━━━ Page extract ━━━
So my confusion began when I looked for a recipe for Charlotte Russe in a number of cookbooks, there was a picture of a real Charlotte Russe with ladyfingers instead of the rather strange looking jelly roll dome. In the few Finnish cookbooks that had a recipe for Charlotte Russe, none of them had a picture but the recipes called for a jelly roll and something other than a bavarian cream filling. After digging around with google for a while it became rather evident that the only Charlotte Russe recipes with the spiral jelly roll outer layer were Finnish. Now, pedantry aside, the point of having a name for an object is communicating an idea or a concept effectively as simply making up some nonsense words would otherwise serve about as well if there wasn't some continuity in our collective use of vocabulary. I find Finland's use of Charlotte Russe for what is a Charlotte Royale elsewhere on the planet very curious and would love to know how it came to be so. My theory is that the Charlotte Russe entered Finland from Russia and changed rather quickly from the ladyfingers to the jelly roll slices since ladyfingers likely weren't a familiar food and the jelly roll was, and remains still, very popular as well as changing the bavarian or moscovite custard to jellied cream with a bit of sugar (in older Finnish recipes). In spite of the crust and filling substitutions, the name remains unchanged and thus the curious anomaly of only the Nordic countries, as far as I can tell, calling this cake by the wrong name.
The cake, no matter which name you use, is not terribly challenging to make and has the added appeal of closely resembling a brain with the spirals on the outside and the gelatinous mass on the inside. Admittedly, I've never tasted brain, human or otherwise, but I suspect that this is as tasty as it gets. I made two of them since I wasn't happy with the first cake as I let the sponge cake get a bit too brown which didn't harm the taste of the cake but I didn't quite like the look of it. I made the second cake's sponge with a jelly roll sponge recipe and baked it only until it became slightly brown on top. This sponge was far easier to roll, was lighter tasting and it looked more attractive on the finished cake. I used a whipped rahka and cranberry purée for the filling which tasted terrific, but if you want nice, perfectly round spirals of sponge cake, then leave off the cream filling and just use a thin layer of jam. If you choose to use just the jam, you may also need to make two jam rolls depending on how large your mold is and/or how thinly you slice it.
━━━ Supplied data ━━━
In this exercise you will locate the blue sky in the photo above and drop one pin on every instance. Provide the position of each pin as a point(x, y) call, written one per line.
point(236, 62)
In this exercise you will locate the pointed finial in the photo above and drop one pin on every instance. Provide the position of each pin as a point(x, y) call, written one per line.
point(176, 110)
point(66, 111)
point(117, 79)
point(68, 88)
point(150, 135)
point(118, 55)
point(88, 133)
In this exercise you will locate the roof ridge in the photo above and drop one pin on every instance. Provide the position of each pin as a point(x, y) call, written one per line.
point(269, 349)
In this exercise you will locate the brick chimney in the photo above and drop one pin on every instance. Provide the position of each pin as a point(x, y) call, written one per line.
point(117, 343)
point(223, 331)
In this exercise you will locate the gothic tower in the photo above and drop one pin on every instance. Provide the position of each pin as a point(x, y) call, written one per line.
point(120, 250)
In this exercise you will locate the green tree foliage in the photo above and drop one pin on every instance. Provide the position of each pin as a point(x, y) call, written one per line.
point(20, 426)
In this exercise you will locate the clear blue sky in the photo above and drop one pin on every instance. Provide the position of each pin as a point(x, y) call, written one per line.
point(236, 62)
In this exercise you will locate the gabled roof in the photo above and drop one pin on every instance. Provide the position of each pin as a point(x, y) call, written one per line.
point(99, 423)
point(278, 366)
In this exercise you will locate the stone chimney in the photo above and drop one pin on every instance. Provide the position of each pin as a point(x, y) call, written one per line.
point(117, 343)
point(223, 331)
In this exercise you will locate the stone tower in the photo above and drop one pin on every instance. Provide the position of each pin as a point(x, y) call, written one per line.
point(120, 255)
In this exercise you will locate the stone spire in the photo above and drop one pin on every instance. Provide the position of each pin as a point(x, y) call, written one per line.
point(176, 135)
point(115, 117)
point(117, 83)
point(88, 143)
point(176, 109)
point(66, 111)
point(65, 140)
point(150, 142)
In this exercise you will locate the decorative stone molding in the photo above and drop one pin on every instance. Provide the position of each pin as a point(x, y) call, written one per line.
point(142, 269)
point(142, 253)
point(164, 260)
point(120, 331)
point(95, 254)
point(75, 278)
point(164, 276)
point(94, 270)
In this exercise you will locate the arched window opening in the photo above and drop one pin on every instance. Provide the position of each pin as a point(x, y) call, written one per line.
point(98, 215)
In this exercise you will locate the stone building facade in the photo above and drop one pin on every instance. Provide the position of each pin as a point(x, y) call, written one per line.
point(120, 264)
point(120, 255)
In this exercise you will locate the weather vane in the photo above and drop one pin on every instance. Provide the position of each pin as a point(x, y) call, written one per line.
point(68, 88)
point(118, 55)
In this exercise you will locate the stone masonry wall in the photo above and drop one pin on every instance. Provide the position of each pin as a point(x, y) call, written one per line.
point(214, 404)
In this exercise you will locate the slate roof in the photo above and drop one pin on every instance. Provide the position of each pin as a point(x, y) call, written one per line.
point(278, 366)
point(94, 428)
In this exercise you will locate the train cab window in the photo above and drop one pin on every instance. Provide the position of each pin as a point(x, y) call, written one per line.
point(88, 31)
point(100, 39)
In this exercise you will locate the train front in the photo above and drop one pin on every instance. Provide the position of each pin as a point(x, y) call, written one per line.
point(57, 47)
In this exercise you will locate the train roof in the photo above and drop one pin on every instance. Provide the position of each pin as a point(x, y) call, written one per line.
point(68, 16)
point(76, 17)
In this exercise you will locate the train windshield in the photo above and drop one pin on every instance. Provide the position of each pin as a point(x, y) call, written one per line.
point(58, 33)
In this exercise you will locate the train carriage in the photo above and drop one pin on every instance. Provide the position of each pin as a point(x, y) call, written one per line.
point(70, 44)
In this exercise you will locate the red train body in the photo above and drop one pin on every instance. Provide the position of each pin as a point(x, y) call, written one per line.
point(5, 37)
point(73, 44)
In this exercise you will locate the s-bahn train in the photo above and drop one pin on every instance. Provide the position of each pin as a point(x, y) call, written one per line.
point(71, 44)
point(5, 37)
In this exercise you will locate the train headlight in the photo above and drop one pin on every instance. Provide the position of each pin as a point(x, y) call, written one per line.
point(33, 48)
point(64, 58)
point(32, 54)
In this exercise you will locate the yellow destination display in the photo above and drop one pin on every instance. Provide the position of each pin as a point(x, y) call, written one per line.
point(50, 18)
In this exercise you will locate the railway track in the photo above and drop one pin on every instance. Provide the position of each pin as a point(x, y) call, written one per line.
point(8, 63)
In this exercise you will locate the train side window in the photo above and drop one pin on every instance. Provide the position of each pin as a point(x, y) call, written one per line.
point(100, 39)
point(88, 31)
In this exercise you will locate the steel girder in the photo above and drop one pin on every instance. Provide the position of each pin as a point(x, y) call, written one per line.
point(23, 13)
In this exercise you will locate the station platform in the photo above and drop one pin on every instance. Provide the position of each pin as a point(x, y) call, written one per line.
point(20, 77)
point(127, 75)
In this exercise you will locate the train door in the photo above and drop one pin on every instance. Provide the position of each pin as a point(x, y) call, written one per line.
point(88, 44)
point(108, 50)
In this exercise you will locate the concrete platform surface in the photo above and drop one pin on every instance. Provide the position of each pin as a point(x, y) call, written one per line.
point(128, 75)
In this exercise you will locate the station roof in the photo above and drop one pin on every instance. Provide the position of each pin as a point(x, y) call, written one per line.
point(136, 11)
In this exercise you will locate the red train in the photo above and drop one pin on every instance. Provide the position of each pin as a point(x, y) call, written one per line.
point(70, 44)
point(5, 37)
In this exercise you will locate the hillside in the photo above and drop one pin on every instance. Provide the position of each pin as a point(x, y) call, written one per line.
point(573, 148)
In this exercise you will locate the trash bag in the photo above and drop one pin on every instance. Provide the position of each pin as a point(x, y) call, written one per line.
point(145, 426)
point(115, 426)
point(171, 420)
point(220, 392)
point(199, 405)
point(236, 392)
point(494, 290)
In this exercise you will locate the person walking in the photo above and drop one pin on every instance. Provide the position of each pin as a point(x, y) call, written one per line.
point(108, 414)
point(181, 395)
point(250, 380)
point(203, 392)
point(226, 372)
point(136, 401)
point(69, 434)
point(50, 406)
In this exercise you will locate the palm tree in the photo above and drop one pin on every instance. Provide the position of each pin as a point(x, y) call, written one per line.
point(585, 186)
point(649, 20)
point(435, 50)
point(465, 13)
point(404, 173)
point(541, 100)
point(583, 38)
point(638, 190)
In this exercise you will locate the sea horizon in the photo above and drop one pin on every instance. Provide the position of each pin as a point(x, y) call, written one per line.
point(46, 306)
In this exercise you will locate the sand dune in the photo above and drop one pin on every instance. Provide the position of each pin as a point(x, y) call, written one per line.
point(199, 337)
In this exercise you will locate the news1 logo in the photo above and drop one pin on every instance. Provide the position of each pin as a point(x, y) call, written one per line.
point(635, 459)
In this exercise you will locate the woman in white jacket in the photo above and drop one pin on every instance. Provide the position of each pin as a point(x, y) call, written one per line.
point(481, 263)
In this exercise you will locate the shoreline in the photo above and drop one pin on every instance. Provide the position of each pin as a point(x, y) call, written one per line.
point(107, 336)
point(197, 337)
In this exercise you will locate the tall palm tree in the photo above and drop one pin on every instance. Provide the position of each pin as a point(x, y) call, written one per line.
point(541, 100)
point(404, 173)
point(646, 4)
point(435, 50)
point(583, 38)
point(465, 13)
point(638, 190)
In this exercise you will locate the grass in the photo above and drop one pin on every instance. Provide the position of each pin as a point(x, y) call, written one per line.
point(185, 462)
━━━
(Objectives):
**a.** In the Charlotte Russe piece, what did the writer use as the filling for the cake?
**b.** List every filling for the cake that the Charlotte Russe piece names.
**c.** Pick up the Charlotte Russe piece after its last sentence and continue it.

(Responses by task):
**a.** A whipped rahka and cranberry purée.

**b.**
- Bavarian cream
- Moscovite custard
- Jellied cream with a bit of sugar
- Whipped rahka and cranberry purée
- A thin layer of jam

**c.**
The bavarian cream filling leaves a bit of room for being creative as well. I added a bit of cranberry purée to 1/3 of the mixture to create a stripe in the middle of the cake for a bit of colour and variation. Apricot jam in the jelly roll and fruit in the bavarian cream seem to be traditional, but you can use any fruit you like as the brain cake nazis won't be waiting outside your door if you don't use apricots. I think a lakka/cloudberry variation would be terrific and have the same range of colour as apricots. Bavarian creams are a lot easier to make than most are led to believe, but you must give it your full attention while it is cooking which is why the jelly roll[s] and the mold are prepared first since once the cream is chilled, it needs to be poured into the mold and allowed to set overnight in the refrigerator. I don't even much like bavarian cream and I love the Charlotte Royale, so give it a try.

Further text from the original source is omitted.